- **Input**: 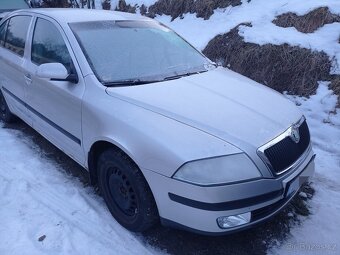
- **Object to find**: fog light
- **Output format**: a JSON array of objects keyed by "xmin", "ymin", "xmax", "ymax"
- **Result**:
[{"xmin": 217, "ymin": 212, "xmax": 251, "ymax": 228}]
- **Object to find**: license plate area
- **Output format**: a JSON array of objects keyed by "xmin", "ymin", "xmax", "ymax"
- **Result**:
[{"xmin": 285, "ymin": 176, "xmax": 300, "ymax": 197}]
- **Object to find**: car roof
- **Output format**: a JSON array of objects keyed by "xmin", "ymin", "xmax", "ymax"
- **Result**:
[{"xmin": 12, "ymin": 8, "xmax": 151, "ymax": 23}]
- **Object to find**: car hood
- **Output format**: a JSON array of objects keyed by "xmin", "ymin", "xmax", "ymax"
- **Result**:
[{"xmin": 107, "ymin": 68, "xmax": 302, "ymax": 149}]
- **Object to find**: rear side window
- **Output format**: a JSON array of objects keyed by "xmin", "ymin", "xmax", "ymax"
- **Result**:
[
  {"xmin": 5, "ymin": 16, "xmax": 31, "ymax": 56},
  {"xmin": 31, "ymin": 18, "xmax": 72, "ymax": 73},
  {"xmin": 0, "ymin": 21, "xmax": 7, "ymax": 46}
]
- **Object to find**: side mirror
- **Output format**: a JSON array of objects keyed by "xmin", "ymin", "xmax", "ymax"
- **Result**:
[{"xmin": 36, "ymin": 63, "xmax": 78, "ymax": 83}]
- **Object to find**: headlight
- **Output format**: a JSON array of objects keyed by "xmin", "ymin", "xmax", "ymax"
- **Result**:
[{"xmin": 173, "ymin": 153, "xmax": 261, "ymax": 185}]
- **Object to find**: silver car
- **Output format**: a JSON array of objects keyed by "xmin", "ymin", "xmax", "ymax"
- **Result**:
[{"xmin": 0, "ymin": 9, "xmax": 315, "ymax": 234}]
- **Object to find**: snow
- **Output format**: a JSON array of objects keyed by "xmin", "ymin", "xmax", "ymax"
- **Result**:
[
  {"xmin": 156, "ymin": 0, "xmax": 340, "ymax": 74},
  {"xmin": 0, "ymin": 0, "xmax": 340, "ymax": 255},
  {"xmin": 272, "ymin": 82, "xmax": 340, "ymax": 255},
  {"xmin": 0, "ymin": 126, "xmax": 155, "ymax": 255}
]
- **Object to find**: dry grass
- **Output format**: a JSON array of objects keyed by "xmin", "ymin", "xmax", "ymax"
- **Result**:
[
  {"xmin": 273, "ymin": 7, "xmax": 340, "ymax": 33},
  {"xmin": 203, "ymin": 24, "xmax": 338, "ymax": 96}
]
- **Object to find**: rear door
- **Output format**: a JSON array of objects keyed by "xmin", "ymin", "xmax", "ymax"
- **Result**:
[
  {"xmin": 25, "ymin": 17, "xmax": 85, "ymax": 164},
  {"xmin": 0, "ymin": 15, "xmax": 32, "ymax": 124}
]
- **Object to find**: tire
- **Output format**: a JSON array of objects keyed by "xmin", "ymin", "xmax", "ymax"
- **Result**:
[
  {"xmin": 97, "ymin": 148, "xmax": 159, "ymax": 232},
  {"xmin": 0, "ymin": 90, "xmax": 15, "ymax": 123}
]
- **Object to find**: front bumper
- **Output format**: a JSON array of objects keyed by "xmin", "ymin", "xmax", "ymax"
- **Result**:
[{"xmin": 143, "ymin": 147, "xmax": 315, "ymax": 235}]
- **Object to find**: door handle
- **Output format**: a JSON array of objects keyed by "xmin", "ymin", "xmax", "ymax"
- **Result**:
[{"xmin": 25, "ymin": 74, "xmax": 32, "ymax": 85}]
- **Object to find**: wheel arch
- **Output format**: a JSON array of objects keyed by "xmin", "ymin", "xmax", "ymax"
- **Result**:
[{"xmin": 87, "ymin": 139, "xmax": 143, "ymax": 186}]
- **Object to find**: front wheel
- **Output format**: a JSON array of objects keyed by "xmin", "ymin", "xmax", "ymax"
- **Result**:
[
  {"xmin": 97, "ymin": 149, "xmax": 159, "ymax": 232},
  {"xmin": 0, "ymin": 90, "xmax": 15, "ymax": 123}
]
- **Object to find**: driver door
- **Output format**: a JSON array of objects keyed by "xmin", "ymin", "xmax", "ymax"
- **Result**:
[{"xmin": 25, "ymin": 17, "xmax": 85, "ymax": 164}]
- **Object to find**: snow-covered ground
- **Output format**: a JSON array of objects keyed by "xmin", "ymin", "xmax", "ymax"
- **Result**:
[
  {"xmin": 0, "ymin": 125, "xmax": 155, "ymax": 255},
  {"xmin": 0, "ymin": 0, "xmax": 340, "ymax": 255}
]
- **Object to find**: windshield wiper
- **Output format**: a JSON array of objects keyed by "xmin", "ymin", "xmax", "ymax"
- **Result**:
[
  {"xmin": 164, "ymin": 70, "xmax": 208, "ymax": 81},
  {"xmin": 103, "ymin": 79, "xmax": 159, "ymax": 87}
]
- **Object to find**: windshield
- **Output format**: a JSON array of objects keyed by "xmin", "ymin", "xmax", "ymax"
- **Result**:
[
  {"xmin": 0, "ymin": 0, "xmax": 29, "ymax": 10},
  {"xmin": 70, "ymin": 21, "xmax": 211, "ymax": 85}
]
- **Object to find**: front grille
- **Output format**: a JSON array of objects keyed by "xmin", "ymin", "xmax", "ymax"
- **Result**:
[{"xmin": 264, "ymin": 120, "xmax": 310, "ymax": 174}]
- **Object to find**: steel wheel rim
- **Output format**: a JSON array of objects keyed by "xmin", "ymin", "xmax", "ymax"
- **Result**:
[{"xmin": 107, "ymin": 168, "xmax": 138, "ymax": 217}]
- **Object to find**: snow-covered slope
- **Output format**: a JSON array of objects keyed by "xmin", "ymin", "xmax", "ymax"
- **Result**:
[{"xmin": 0, "ymin": 0, "xmax": 340, "ymax": 255}]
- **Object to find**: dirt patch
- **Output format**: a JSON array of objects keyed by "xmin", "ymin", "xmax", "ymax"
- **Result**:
[
  {"xmin": 329, "ymin": 76, "xmax": 340, "ymax": 108},
  {"xmin": 203, "ymin": 23, "xmax": 332, "ymax": 96},
  {"xmin": 116, "ymin": 0, "xmax": 242, "ymax": 20},
  {"xmin": 273, "ymin": 7, "xmax": 340, "ymax": 33},
  {"xmin": 115, "ymin": 0, "xmax": 137, "ymax": 13}
]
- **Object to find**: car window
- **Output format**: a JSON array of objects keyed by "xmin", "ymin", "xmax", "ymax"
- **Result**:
[
  {"xmin": 5, "ymin": 16, "xmax": 31, "ymax": 56},
  {"xmin": 0, "ymin": 0, "xmax": 29, "ymax": 10},
  {"xmin": 31, "ymin": 18, "xmax": 72, "ymax": 73},
  {"xmin": 0, "ymin": 21, "xmax": 7, "ymax": 46}
]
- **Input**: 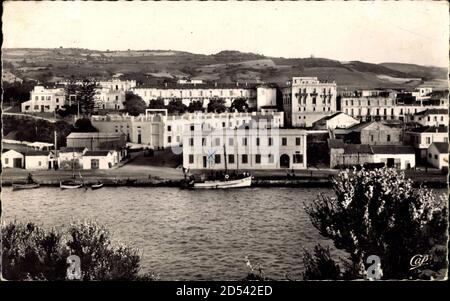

● ● ● ●

## AIM OF THE EXERCISE
Copy out, in full, each line in the rows above that contains the word "window".

## OUTPUT BELOW
- **Object to find**: rear side window
- **Object to find**: car window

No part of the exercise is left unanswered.